» PROBLEM TO SOLVE
Count the lines in the data below that include the word "floor", then state the total and nothing besides.

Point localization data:
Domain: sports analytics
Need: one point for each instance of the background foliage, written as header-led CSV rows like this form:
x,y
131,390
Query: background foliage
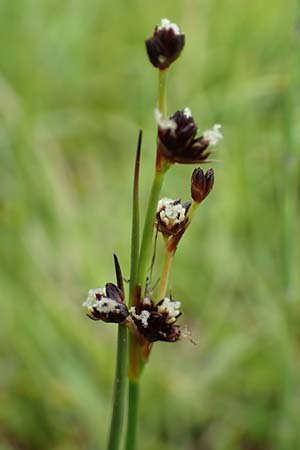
x,y
75,87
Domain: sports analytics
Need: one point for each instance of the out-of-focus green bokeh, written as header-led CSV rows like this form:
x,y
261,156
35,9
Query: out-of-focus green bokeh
x,y
75,87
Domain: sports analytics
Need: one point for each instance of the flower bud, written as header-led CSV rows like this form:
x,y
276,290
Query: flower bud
x,y
165,45
178,141
171,216
156,322
201,184
106,304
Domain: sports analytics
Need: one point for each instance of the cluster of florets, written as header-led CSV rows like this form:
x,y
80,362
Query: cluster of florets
x,y
157,322
178,141
152,322
171,216
165,45
106,304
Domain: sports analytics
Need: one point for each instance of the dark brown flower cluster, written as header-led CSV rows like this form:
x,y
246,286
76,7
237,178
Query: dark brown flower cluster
x,y
201,184
157,322
106,304
178,141
165,45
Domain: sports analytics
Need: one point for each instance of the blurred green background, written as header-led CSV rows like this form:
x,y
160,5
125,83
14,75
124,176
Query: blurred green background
x,y
75,87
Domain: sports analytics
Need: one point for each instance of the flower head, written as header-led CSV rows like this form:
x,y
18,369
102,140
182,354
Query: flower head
x,y
171,216
201,184
180,144
165,45
156,322
106,304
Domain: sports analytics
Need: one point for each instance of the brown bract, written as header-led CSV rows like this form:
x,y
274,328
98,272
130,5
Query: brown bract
x,y
201,184
164,46
158,328
180,145
111,307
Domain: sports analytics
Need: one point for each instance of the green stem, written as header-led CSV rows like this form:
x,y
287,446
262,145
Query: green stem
x,y
145,252
162,81
119,391
135,235
165,274
133,401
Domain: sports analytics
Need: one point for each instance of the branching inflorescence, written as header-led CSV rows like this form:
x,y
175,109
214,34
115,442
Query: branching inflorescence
x,y
151,316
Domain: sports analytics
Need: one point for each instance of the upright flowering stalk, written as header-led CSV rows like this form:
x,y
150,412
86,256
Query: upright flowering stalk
x,y
152,316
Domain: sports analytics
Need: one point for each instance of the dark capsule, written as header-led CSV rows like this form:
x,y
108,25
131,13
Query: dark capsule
x,y
179,143
157,322
165,45
106,304
201,184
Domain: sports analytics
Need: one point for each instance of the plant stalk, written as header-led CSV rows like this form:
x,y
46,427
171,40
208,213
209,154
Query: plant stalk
x,y
120,377
145,252
165,274
133,401
119,391
162,81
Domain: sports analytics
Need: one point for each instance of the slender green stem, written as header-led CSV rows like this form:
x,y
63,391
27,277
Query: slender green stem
x,y
163,284
148,227
119,391
162,81
192,210
135,236
133,401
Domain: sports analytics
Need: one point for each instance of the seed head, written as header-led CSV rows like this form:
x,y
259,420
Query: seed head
x,y
178,141
106,304
165,45
156,322
171,216
201,184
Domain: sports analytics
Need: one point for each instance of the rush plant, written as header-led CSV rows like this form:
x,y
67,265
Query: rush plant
x,y
150,314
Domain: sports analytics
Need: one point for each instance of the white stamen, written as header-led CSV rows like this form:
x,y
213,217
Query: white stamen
x,y
143,316
170,211
166,24
106,305
164,124
172,309
187,112
91,300
213,136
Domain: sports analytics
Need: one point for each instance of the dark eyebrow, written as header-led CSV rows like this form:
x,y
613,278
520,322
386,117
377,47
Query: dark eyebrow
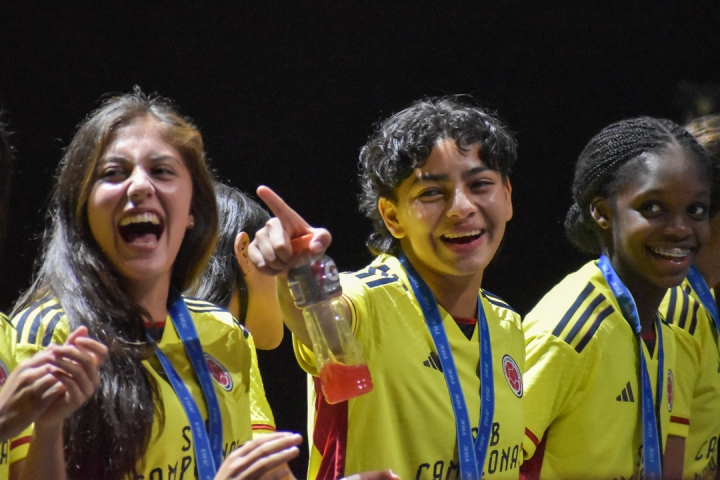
x,y
121,159
429,177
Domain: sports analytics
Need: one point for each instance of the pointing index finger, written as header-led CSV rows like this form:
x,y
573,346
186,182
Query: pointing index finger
x,y
291,221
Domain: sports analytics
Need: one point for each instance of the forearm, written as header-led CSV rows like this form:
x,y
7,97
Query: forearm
x,y
292,316
45,457
674,458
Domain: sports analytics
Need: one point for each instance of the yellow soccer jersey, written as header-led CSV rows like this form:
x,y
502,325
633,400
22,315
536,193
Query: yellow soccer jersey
x,y
227,353
15,449
582,393
407,422
261,414
698,378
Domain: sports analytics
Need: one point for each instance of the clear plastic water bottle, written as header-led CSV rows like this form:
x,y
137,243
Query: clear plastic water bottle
x,y
315,287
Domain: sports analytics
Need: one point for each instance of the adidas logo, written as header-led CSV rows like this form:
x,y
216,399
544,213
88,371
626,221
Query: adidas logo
x,y
626,395
433,362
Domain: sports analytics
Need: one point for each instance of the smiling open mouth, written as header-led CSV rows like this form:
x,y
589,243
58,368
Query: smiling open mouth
x,y
144,228
462,238
675,253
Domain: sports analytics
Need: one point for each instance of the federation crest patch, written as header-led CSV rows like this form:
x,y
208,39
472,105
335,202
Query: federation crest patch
x,y
512,375
219,373
4,373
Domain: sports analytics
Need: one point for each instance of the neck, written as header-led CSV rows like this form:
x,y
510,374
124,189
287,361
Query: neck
x,y
456,294
152,296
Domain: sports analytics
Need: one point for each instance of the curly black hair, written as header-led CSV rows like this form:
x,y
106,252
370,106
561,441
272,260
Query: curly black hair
x,y
598,169
404,142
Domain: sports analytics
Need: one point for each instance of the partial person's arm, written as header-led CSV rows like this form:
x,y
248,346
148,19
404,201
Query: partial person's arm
x,y
674,458
77,364
272,253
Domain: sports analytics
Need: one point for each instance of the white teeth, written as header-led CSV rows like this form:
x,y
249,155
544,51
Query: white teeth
x,y
146,217
672,252
464,234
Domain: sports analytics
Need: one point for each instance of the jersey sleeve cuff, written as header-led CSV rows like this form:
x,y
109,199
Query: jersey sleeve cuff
x,y
262,429
679,426
19,445
530,444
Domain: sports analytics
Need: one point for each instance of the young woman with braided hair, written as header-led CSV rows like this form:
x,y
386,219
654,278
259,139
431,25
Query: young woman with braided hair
x,y
693,307
599,388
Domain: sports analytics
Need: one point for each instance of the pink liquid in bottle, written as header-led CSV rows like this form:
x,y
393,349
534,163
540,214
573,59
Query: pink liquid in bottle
x,y
342,382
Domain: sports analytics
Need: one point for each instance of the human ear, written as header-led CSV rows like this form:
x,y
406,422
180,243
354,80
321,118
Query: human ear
x,y
242,240
508,199
599,212
388,212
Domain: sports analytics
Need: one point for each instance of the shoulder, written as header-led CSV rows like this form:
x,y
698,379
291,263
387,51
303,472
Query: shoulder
x,y
574,310
498,308
208,315
682,308
41,323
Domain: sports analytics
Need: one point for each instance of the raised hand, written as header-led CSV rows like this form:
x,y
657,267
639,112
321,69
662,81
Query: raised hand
x,y
76,366
27,393
271,251
264,458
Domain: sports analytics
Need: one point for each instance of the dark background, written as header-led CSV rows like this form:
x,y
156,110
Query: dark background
x,y
286,94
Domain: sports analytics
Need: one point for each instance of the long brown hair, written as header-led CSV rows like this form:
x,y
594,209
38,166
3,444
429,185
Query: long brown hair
x,y
111,432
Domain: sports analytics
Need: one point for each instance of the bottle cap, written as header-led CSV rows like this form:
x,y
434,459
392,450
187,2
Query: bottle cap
x,y
314,282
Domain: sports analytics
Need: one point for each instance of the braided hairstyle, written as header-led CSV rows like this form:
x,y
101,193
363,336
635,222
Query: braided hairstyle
x,y
404,142
598,169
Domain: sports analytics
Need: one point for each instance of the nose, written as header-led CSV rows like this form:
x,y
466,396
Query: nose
x,y
461,206
140,187
679,226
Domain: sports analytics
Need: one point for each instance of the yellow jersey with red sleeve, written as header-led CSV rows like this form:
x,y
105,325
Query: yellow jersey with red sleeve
x,y
261,416
582,385
698,378
227,349
407,422
11,450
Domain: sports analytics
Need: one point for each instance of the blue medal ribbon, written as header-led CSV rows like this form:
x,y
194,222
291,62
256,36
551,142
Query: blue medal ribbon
x,y
208,447
652,454
471,454
703,292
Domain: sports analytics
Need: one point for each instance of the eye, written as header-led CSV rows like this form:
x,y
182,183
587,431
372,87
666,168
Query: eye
x,y
698,211
429,194
112,173
651,208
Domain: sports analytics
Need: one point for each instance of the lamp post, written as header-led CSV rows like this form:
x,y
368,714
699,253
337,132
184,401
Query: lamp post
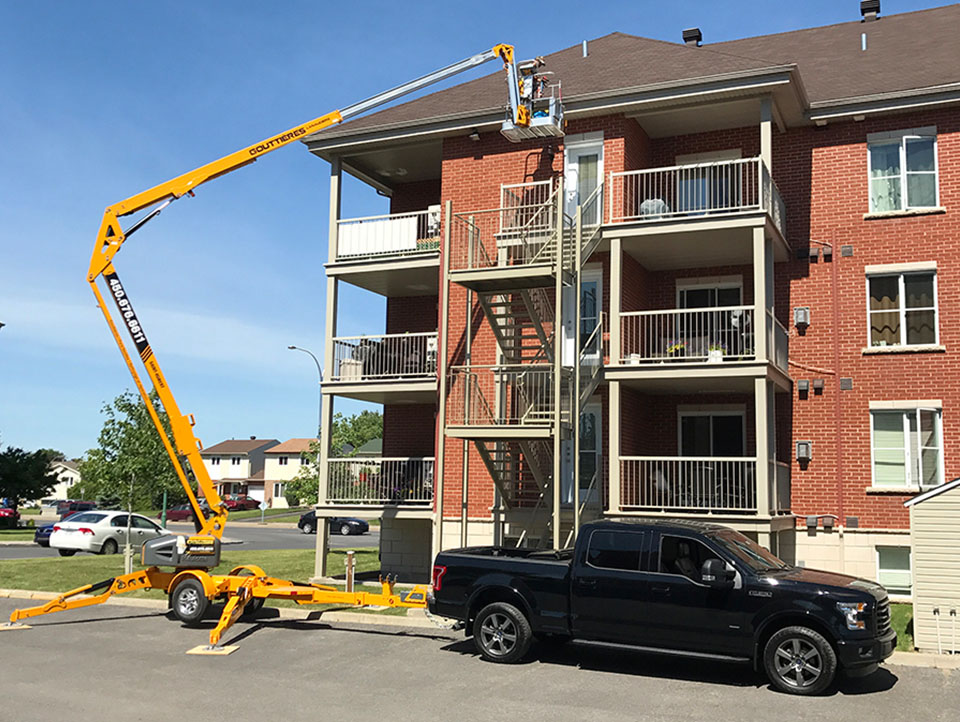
x,y
319,403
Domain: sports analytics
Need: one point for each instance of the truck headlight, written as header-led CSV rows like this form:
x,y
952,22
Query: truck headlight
x,y
852,611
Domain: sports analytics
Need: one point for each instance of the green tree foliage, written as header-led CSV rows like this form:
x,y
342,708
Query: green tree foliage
x,y
24,475
348,435
129,447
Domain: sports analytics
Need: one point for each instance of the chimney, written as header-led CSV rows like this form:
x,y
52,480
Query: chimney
x,y
869,9
692,37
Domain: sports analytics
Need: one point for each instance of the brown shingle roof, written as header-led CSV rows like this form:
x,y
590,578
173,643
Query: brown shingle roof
x,y
904,52
291,446
239,446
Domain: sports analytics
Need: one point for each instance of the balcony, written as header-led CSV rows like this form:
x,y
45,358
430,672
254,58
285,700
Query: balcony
x,y
390,368
697,486
515,401
393,255
360,484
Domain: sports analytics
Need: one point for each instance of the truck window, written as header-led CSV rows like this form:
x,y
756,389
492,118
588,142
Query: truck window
x,y
680,555
622,550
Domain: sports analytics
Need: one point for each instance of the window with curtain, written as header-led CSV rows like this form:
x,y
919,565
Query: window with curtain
x,y
903,173
903,309
907,448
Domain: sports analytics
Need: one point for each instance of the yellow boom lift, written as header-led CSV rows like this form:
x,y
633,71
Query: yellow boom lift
x,y
190,584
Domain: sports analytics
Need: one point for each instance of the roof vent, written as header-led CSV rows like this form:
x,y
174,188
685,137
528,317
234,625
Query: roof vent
x,y
692,37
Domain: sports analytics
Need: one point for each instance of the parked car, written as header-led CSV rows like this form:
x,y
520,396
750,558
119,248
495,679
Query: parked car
x,y
240,502
184,512
101,532
344,525
678,587
8,517
41,534
65,508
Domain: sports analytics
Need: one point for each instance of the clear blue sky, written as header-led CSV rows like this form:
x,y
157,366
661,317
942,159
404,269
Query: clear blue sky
x,y
101,100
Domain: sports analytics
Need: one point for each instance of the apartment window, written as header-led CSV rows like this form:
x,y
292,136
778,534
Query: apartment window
x,y
893,569
903,171
903,309
907,448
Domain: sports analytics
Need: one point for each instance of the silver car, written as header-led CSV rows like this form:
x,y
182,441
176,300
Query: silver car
x,y
102,532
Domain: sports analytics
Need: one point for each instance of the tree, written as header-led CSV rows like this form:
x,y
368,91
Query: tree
x,y
130,450
25,476
350,433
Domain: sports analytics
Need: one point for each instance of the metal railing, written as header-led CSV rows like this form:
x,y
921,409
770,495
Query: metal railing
x,y
518,235
779,487
385,357
733,186
394,234
681,335
687,483
394,480
511,395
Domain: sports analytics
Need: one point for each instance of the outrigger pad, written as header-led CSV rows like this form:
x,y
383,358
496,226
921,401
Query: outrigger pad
x,y
216,651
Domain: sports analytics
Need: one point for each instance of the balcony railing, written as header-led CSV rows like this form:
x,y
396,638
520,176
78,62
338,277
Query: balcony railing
x,y
514,395
682,335
691,484
384,358
395,480
396,234
656,194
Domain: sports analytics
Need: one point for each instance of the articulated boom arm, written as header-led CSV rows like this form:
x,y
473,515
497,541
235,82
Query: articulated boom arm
x,y
186,452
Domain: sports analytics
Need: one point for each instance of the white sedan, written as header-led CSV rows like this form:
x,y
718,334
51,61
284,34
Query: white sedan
x,y
102,532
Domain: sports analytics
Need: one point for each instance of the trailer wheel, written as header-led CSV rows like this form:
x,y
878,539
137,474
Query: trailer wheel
x,y
502,633
189,601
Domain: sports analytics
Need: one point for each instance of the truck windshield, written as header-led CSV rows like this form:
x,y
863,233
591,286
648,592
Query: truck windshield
x,y
748,551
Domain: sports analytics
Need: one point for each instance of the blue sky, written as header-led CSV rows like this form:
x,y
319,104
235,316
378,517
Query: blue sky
x,y
101,100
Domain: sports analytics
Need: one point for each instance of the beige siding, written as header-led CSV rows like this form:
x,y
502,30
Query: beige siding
x,y
935,536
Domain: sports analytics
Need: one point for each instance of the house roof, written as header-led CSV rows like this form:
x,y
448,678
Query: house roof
x,y
291,446
239,446
905,52
933,492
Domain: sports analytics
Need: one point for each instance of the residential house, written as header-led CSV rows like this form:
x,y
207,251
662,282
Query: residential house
x,y
725,292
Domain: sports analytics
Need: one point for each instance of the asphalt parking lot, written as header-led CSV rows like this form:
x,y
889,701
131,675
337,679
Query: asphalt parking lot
x,y
125,663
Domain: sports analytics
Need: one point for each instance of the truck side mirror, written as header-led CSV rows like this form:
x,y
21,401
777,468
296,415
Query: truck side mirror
x,y
715,573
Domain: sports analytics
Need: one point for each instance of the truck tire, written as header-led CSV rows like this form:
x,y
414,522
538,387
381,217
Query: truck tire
x,y
502,633
189,601
799,660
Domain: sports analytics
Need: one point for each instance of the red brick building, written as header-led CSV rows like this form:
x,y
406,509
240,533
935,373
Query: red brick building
x,y
726,291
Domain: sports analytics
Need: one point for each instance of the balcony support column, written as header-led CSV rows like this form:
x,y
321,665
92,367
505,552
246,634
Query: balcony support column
x,y
613,392
762,397
766,132
616,299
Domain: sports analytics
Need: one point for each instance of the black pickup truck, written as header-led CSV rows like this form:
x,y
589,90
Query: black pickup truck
x,y
679,587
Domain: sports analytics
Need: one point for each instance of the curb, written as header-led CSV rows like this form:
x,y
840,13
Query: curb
x,y
416,618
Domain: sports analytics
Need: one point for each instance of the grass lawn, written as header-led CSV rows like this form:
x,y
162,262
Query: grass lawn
x,y
901,618
61,574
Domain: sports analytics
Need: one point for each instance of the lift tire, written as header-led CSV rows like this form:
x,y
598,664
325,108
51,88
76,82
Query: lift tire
x,y
109,547
189,601
502,633
816,661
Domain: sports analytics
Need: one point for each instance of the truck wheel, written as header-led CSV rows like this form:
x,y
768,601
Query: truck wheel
x,y
502,633
800,661
189,601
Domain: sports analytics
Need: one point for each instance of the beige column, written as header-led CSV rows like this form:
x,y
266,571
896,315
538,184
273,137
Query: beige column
x,y
616,298
613,446
762,412
766,132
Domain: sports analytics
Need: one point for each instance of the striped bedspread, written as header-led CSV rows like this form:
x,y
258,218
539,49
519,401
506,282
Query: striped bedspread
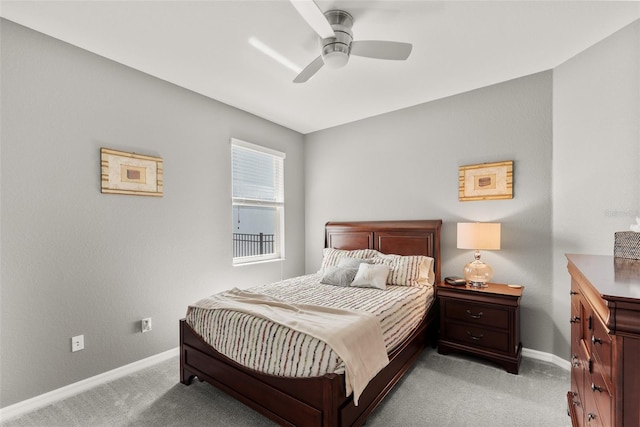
x,y
274,349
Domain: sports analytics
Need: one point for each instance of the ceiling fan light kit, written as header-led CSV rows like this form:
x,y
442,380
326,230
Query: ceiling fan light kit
x,y
336,50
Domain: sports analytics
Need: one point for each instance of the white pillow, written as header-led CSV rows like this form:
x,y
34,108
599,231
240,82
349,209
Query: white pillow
x,y
371,276
411,270
331,257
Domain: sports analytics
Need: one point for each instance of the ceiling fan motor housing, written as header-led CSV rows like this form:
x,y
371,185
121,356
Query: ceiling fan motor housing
x,y
335,50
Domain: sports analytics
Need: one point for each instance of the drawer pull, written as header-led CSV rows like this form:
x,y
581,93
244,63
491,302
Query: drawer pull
x,y
473,337
475,316
575,361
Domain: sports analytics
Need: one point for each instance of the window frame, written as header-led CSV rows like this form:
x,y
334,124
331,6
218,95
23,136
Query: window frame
x,y
279,205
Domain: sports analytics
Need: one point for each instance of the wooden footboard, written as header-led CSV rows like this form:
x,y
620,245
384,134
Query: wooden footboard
x,y
317,401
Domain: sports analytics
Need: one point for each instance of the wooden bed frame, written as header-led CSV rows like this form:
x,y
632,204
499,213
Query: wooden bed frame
x,y
321,401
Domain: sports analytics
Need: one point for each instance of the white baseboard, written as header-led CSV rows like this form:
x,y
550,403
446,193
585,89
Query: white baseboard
x,y
546,357
45,399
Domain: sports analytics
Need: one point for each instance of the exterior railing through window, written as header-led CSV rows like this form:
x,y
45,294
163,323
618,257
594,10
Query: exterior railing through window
x,y
245,244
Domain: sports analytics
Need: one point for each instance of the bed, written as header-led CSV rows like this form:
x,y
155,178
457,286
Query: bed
x,y
323,400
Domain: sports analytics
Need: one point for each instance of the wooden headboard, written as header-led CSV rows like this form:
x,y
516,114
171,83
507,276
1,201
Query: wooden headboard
x,y
414,237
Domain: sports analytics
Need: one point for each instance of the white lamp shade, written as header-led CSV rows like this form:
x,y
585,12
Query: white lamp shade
x,y
479,235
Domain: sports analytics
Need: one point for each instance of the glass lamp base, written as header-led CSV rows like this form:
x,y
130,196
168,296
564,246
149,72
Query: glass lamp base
x,y
477,273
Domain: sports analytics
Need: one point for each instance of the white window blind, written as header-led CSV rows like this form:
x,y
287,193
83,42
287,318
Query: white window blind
x,y
258,202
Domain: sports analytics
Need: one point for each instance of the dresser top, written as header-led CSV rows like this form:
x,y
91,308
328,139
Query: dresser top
x,y
616,279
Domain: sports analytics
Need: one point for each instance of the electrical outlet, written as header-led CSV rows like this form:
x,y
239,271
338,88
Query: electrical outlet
x,y
77,343
145,324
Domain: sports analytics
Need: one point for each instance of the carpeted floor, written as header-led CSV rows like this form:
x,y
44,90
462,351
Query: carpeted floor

» YOUR SOLUTION
2